### [Passage for review]
Dr. J. G. Bourne, head of the Department of Anaesthesia and Resuscitation at St. Thomas’s Hospital in London also emphasised in 1965: “Jesus survived in a death-like condition, awoke and revived in the sepulchre.”

The nature of the bloodstains on the shroud is further proof that Jesus was still alive: visible around the edges of the stains is a kind of border caused by the blood serum, which occurs only in living blood. As Joseph of Arimathea, who sympathised with the Essenes to which Jesus belonged, took down Jesus’ body from the cross, he removed the Crown of Thorns—the scabbed wounds were re-opened and the blood began again to flow and was absorbed by the linen cloth. The traces of the thorn wounds are undeniably visible on the linen. Blood coagulates in air in ten to twenty minutes. So these stains could not be from old blood, since at least two hours must have passed between the time Jesus ‘gave up the ghost’ on the cross (after drinking the vinegar) and when he was wrapped in the cloth. Blood cannot flow from a dead body without a heartbeat and without blood pressure because, among other reasons, blood exists in a vacuum and immediately begins to pool in the centre of the body after the heart has stopped beating. You can see this for yourself by taking a glass straw, placing it in water, and closing your finger over the upper end. If you now pull the straw from the water so that the lower end is in the air, no water flows out but remains in the straw.

### [Information provided]
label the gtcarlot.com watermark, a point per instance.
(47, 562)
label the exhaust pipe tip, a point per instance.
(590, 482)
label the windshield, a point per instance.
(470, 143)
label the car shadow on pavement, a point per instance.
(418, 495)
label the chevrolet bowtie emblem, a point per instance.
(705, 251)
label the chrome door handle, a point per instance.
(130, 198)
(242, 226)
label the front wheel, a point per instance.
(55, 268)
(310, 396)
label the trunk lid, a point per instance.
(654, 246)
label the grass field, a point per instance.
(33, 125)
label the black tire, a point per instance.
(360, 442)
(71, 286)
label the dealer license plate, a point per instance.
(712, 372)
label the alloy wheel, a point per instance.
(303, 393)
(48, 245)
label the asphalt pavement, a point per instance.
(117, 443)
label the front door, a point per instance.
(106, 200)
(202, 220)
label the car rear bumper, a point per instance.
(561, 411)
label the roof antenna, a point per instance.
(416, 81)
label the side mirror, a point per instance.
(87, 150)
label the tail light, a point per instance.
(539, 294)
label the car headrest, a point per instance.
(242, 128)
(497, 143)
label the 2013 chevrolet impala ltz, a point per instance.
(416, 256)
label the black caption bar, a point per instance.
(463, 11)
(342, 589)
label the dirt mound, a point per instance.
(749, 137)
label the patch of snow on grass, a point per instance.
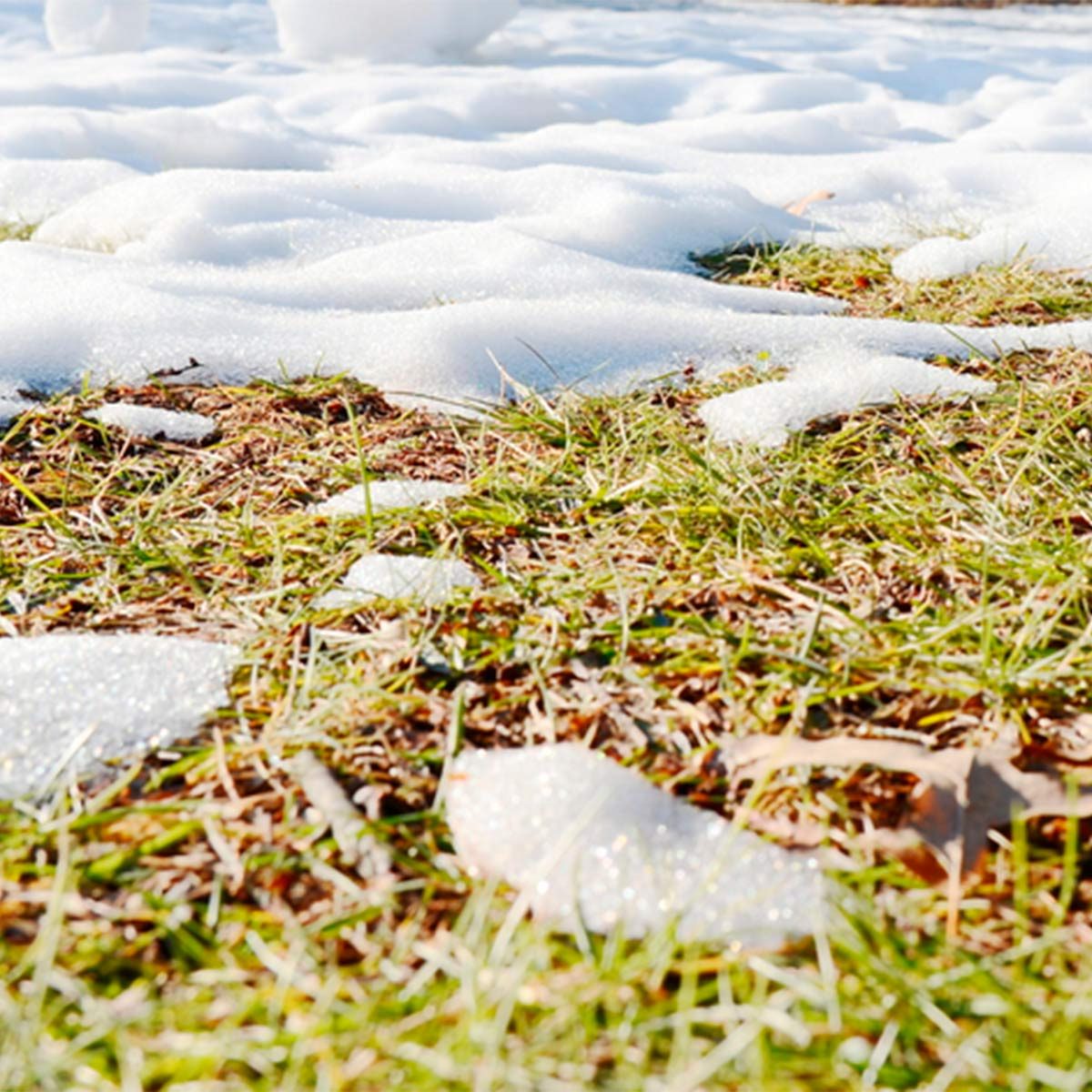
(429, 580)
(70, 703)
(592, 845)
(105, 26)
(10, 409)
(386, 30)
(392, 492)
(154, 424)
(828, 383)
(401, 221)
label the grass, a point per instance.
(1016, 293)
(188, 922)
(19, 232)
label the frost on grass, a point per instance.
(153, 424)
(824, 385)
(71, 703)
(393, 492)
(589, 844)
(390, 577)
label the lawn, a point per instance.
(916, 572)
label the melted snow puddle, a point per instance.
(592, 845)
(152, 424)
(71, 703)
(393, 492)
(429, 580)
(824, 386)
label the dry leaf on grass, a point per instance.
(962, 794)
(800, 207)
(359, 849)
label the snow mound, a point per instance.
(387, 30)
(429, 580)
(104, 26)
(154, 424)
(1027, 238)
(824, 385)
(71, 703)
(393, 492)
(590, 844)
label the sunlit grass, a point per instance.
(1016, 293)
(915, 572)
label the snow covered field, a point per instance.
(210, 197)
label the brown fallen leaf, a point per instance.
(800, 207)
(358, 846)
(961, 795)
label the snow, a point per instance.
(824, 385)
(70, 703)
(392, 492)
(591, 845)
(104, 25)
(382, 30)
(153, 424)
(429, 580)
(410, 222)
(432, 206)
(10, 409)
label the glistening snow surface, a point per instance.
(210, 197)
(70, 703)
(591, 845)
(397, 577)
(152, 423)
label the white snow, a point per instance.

### [Work instruction 1]
Using the passage on the shroud, decide whether each statement agrees with it. For each, answer yes or no and quote the words that decide it. (a) Blood coagulates in air in ten to twenty minutes. (b) Joseph of Arimathea belonged to the Essenes. (c) Dr. J. G. Bourne made his statement in 1975.
### [Work instruction 2]
Name every person the passage on the shroud mentions by name.
### [Work instruction 3]
Resume the passage on the shroud after its last sentence and continue it.

### [Expected output 1]
(a) Yes: "Blood coagulates in air in ten to twenty minutes."
(b) No: "who sympathised with the Essenes to which Jesus belonged"
(c) No: "also emphasised in 1965"

### [Expected output 2]
Dr. J. G. Bourne, Jesus, Joseph of Arimathea

### [Expected output 3]
The lance stroke of the Roman centurion Longinus did not wound Jesus’ heart. In the Bible, nowhere is it written that the lance struck Jesus’ heart; besides, at that time the heart was not recognised as the centre of life. In antiquity, a person was still alive as long as he had ‘pneuma’ (breath) and the seat of life was the whole chest area. They knew that a stab to the chest would force the ‘pneuma’ to leave the body; to ancient minds meaning that death would occur. (Today medicine calls the condition in which the movement of the lungs is stopped because air has entered the chest cavity ‘pneumothorax’.) This condition is life threatening, but not necessarily fatal. In Jesus’ case, the lungs had obviously ceased to visibly function. But the fact that blood and water flowed from the wound after the lance stroke, as John writes, proves without a doubt that there was still circulation. The ‘water’ indicates a significant amount of serum in the body cavity as a result of the torture, which also directly led to the collapse, analyses anaesthesia specialist Dr. Primrose.

Longinus: a Follower of Jesus?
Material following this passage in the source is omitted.